Please state what the text on Blue Rock Township gives as the source of the township's name.

Given text START

Township in Ohio, US

Blue Rock Township is one of the twenty-five townships of Muskingum County, Ohio, United States. The 2020 census found 622 people in the township.

==Geography==
Located on the southern edge of the county, it borders the following townships:
- Salt Creek Township - north
- Rich Hill Township - northeast corner
- Meigs Township - east
- Bristol Township, Morgan County - southeast corner
- Bloom Township, Morgan County - south
- Harrison Township - west
- Wayne Township - northwest

No municipalities are located in Blue Rock Township, although the unincorporated community of Blue Rock lies in the western part of the township.

==Name and history==
Blue Rock Township took its name from Blue Rock Creek. It is the only Blue Rock Township statewide.

By the 1830s, Blue Rock Township had a sawmill and at least ten salt factories.

==Government==
The township is governed by a three-member board of trustees, who are elected in November of odd-numbered years to a four-year term beginning on the following January 1. Two are elected in the year after the presidential election and one is elected in the year before it. There is also an elected township fiscal officer, who serves a four-year term beginning on April 1 of the year after the election, which is held in November of the year before the presidential election. Vacancies in the fiscal officership or on the board of trustees are filled by the remaining trustees.

Given text END
Input data START

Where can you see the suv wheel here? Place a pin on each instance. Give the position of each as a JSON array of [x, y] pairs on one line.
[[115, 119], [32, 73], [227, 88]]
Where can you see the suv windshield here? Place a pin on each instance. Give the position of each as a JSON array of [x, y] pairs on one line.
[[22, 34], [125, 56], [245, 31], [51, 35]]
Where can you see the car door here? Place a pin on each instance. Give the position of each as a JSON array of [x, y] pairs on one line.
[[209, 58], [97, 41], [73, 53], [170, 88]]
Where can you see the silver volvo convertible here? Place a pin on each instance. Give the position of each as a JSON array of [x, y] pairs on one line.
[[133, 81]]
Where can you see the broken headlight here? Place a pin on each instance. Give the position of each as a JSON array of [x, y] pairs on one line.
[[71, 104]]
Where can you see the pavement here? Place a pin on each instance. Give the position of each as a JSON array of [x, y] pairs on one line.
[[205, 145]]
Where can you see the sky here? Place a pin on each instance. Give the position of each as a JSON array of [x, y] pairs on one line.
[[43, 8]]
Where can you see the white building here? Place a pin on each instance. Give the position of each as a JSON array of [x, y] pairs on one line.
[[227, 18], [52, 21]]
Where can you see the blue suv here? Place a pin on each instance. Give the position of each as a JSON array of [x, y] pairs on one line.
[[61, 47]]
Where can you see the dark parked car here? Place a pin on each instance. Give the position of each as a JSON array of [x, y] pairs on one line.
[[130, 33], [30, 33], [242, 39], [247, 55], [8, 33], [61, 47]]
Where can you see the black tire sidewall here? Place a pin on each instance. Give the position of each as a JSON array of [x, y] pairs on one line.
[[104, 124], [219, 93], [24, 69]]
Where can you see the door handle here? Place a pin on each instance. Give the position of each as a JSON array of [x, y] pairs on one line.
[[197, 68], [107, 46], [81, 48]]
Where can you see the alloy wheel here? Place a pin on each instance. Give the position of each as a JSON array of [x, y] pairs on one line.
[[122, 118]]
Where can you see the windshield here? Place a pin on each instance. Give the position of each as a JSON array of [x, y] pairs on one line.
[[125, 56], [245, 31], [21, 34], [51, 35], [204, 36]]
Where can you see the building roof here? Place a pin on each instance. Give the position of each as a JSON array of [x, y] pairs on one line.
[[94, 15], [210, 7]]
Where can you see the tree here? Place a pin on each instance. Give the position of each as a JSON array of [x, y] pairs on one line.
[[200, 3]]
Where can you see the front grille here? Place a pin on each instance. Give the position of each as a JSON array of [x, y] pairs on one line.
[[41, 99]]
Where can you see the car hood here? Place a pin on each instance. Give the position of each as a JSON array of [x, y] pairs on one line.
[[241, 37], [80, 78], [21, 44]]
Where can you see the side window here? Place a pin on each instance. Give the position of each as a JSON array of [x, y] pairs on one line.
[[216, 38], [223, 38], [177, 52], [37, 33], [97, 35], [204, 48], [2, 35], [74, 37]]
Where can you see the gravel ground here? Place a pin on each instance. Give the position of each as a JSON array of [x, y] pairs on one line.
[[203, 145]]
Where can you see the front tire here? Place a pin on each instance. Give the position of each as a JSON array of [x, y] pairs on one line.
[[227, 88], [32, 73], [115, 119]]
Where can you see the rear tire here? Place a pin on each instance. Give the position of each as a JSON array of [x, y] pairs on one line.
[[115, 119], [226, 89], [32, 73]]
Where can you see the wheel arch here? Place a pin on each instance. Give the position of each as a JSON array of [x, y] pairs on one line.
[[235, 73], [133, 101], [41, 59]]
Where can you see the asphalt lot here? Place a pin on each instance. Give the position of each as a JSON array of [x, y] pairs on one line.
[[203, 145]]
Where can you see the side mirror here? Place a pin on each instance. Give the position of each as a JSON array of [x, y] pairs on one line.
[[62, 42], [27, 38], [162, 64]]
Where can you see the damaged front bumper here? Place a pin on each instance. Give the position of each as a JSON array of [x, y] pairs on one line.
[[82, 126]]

Input data END
Input data START

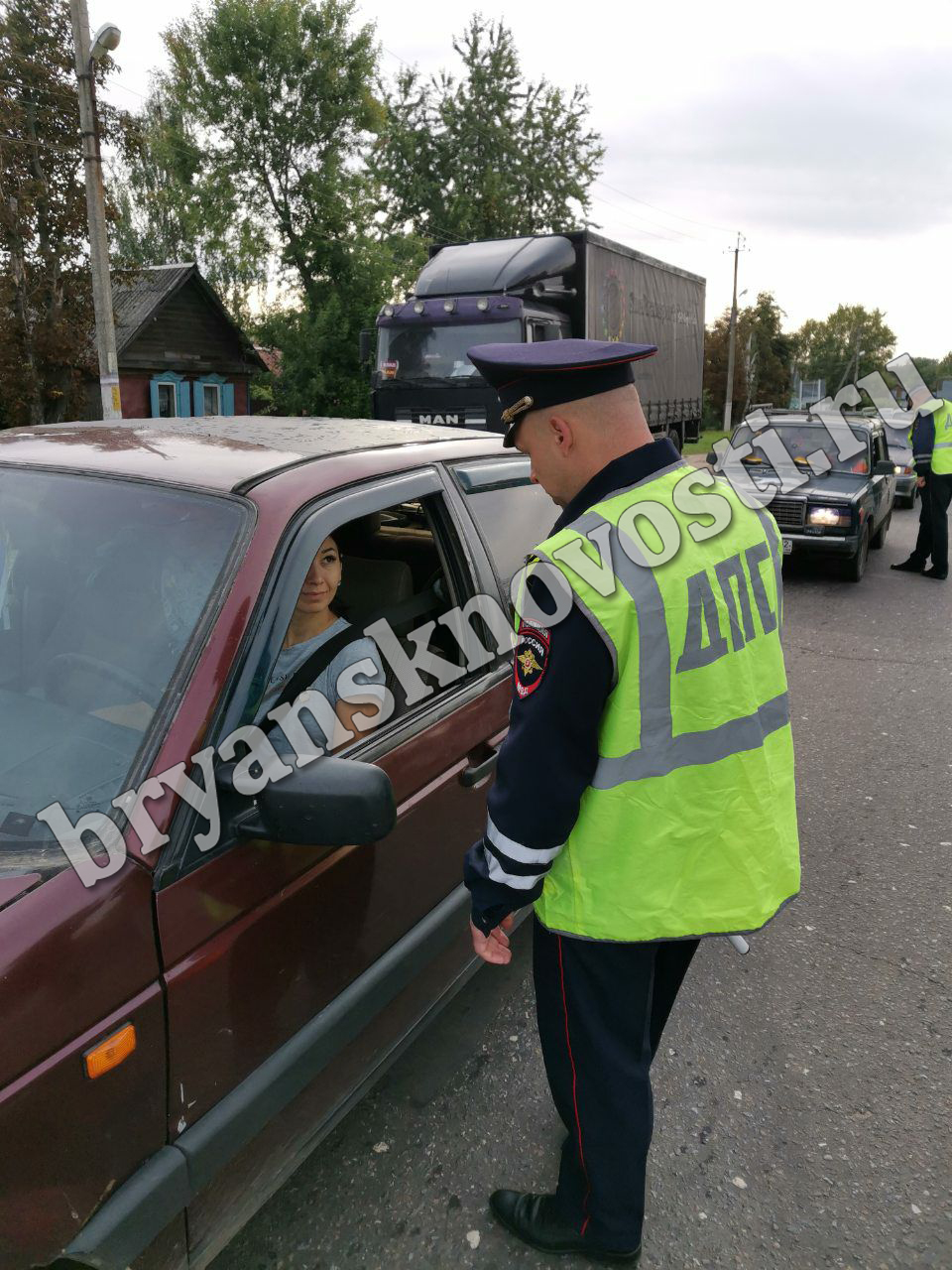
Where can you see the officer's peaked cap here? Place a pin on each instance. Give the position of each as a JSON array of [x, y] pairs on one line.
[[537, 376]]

Input data END
Input data START

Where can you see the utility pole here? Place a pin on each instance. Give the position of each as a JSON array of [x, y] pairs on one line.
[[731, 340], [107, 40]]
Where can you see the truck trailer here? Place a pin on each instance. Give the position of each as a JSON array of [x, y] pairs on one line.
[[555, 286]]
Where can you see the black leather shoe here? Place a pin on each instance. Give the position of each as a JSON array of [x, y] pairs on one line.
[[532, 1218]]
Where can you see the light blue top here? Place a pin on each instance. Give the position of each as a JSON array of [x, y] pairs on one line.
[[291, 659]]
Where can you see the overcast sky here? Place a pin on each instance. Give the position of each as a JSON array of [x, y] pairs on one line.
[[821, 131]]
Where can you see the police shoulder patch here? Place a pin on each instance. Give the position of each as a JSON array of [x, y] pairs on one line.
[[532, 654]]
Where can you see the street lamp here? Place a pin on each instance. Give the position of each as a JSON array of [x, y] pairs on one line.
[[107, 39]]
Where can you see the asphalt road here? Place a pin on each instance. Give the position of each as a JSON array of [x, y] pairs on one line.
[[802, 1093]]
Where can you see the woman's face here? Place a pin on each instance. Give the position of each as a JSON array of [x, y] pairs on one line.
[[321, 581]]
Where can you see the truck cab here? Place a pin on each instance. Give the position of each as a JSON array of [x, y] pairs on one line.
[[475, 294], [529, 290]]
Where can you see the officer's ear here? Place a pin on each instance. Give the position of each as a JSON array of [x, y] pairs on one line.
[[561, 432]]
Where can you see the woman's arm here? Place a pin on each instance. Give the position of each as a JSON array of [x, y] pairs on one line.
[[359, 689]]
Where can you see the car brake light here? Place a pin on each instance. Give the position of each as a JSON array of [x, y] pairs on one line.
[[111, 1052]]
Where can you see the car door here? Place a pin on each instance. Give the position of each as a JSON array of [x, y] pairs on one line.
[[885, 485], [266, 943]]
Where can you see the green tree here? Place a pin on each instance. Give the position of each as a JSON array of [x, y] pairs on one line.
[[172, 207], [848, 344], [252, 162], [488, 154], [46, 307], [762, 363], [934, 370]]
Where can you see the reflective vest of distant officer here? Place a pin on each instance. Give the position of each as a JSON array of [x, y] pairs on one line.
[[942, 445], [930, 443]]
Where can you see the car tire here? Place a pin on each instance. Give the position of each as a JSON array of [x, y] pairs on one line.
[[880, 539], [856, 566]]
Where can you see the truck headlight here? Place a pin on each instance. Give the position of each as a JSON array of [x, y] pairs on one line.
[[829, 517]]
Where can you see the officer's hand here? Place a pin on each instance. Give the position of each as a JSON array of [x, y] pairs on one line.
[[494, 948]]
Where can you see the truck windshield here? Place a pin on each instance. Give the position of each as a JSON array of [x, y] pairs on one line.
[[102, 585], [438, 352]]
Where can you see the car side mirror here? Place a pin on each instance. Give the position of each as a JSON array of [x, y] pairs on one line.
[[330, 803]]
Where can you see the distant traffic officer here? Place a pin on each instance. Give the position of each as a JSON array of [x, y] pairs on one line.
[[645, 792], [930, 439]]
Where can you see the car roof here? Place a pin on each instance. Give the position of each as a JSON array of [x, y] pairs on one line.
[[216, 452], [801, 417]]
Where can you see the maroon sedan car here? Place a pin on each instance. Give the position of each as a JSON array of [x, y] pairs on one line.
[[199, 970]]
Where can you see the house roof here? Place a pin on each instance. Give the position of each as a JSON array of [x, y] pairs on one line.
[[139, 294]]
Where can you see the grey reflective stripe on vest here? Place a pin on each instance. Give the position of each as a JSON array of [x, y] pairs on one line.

Input data END

Response area: Blue Rock Creek.